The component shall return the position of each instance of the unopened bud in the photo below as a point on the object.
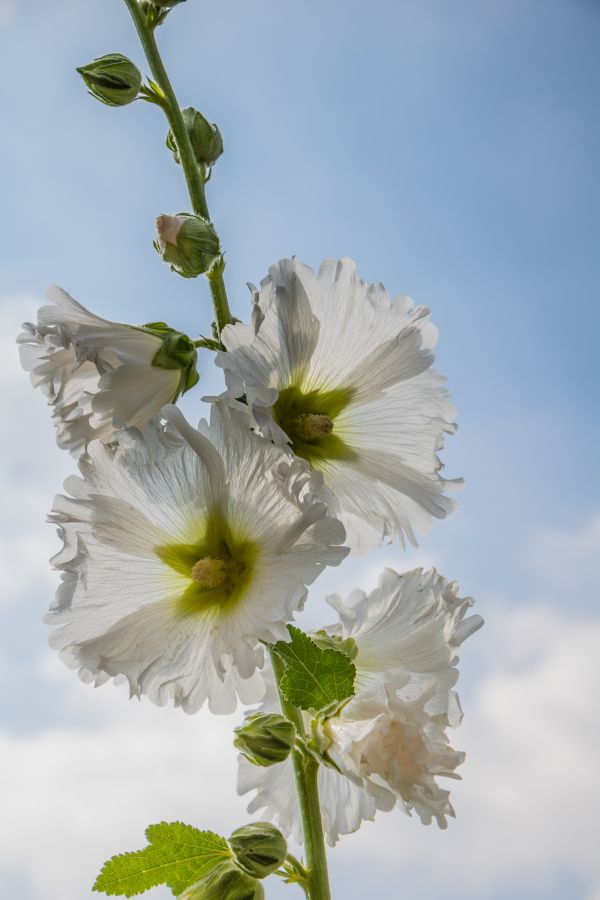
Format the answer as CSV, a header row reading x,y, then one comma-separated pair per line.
x,y
188,243
112,79
225,882
259,848
265,739
177,352
205,138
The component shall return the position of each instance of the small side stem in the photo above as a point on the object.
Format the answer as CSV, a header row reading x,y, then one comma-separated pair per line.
x,y
306,772
191,170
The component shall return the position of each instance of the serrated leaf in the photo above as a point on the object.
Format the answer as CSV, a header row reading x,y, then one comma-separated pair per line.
x,y
177,855
314,678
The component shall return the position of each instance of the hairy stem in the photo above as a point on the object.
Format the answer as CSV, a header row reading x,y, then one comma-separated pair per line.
x,y
306,772
191,170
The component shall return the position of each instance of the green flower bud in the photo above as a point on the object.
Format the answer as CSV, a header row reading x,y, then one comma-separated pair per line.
x,y
265,738
259,848
112,79
188,243
177,352
327,641
225,882
206,139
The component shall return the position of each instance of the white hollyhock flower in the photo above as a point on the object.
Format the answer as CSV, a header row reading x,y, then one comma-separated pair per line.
x,y
414,621
182,551
388,750
340,372
403,639
100,375
394,748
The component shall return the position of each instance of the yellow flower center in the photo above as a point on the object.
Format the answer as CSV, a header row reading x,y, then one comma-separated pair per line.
x,y
211,573
310,427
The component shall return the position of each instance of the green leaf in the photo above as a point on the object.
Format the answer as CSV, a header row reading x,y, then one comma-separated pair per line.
x,y
177,855
314,678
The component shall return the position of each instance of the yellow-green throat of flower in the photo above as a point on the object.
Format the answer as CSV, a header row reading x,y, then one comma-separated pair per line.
x,y
308,419
218,567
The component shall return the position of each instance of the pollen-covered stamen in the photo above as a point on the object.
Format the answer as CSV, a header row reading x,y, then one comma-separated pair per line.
x,y
311,427
212,573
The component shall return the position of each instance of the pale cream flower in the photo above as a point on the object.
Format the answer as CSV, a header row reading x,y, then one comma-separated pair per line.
x,y
389,741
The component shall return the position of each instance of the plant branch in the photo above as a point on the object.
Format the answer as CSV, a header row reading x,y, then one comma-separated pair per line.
x,y
306,772
193,176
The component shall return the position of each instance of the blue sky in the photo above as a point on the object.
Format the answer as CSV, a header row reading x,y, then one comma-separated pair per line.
x,y
452,150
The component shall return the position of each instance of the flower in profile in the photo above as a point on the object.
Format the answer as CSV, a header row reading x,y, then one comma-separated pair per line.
x,y
341,374
183,550
388,743
414,621
101,376
393,748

**Task prompt:**
Please print the entire listing again exactly, minus its images.

**Task response:**
The component shall return the position of each instance of the unopened bud in the photo below as a point on the object.
Format the answer as CSV, a header row reading x,y, then one comma-separated pair per line.
x,y
188,243
112,79
225,882
259,848
265,739
177,352
205,138
The component shall return the position of each instance of the small side stem in the photo above as a point on the object.
Format the answer as CSV, a header row reading x,y, then one comma-separated pair per line.
x,y
306,772
191,170
The component shall return the position of each instance of the serrated leaf in the photo above as a point on the object.
Format the answer as CSV, a header row reading x,y, then one comma-separated pair per line.
x,y
177,855
314,678
The component shall return the position of each instance of the hairy stem in the photo above as a point on the object.
Format the answer as CSV, a header row reading x,y, then one comma-separated pair per line.
x,y
306,772
191,170
The component shall return the position of each instance of the green flower bud in the photo above as a point on the object.
Format the answer as CSV, a header row reading x,y, then one comma-separated pair per line.
x,y
265,738
259,848
112,79
188,243
177,352
327,641
225,882
206,139
The component shall return the position of each instance of the white hollyhock flower in the photo above as a point on the object.
Format the answer as CSV, a header row reading x,y, then one comma-separated pair per line.
x,y
414,621
182,551
388,750
340,372
403,639
100,375
394,748
The component shall return the position of each instance of the yellow flower center in the photo above as a point on the object.
Format the answer as CSV, a header row reading x,y, then one comma-separated pair per line.
x,y
211,573
310,427
The component shall return the position of each instance of the green leaf in the photo above as a point on the object.
Format the answer as CSV, a header row reading x,y, then one comma-separated pair per line.
x,y
177,855
314,678
The component shall return the position of each instance of the yellow-green throat of flower in the photo above as a point on the object.
Format the answer as CSV, a header row reading x,y, then one comma-separated pair per line.
x,y
308,419
218,567
The component shall return the position of each instance of the pollen-covered stamen in the photo above as a point on the object.
Format the answer as CSV, a header row reading x,y, then one comma-separated pair per line.
x,y
311,427
212,573
The component shall return the position of each instance of the pale cream flower in the photo above as a point on the object.
Format the answer as CSV, a header row reading x,y, then one comma-separated pair per line.
x,y
389,741
The component shall return the position of each instance of the plant branch in the photo above as a point on the object.
Format the answer as CSV, a header row reading x,y, then one comma-separated pair per line.
x,y
306,772
193,176
The component shall return the position of each instance of the blue sky in the photo above as a point on the object.
Format the answer as CSV, a header row reading x,y, then one comma-separated pair per line.
x,y
452,150
The component shall return the position of each instance of the flower in profile in the photo above as a point on the object.
Format the answer as CSV, a header row reading x,y, then one comma-separated pair per line.
x,y
341,374
183,550
388,743
414,621
101,376
393,748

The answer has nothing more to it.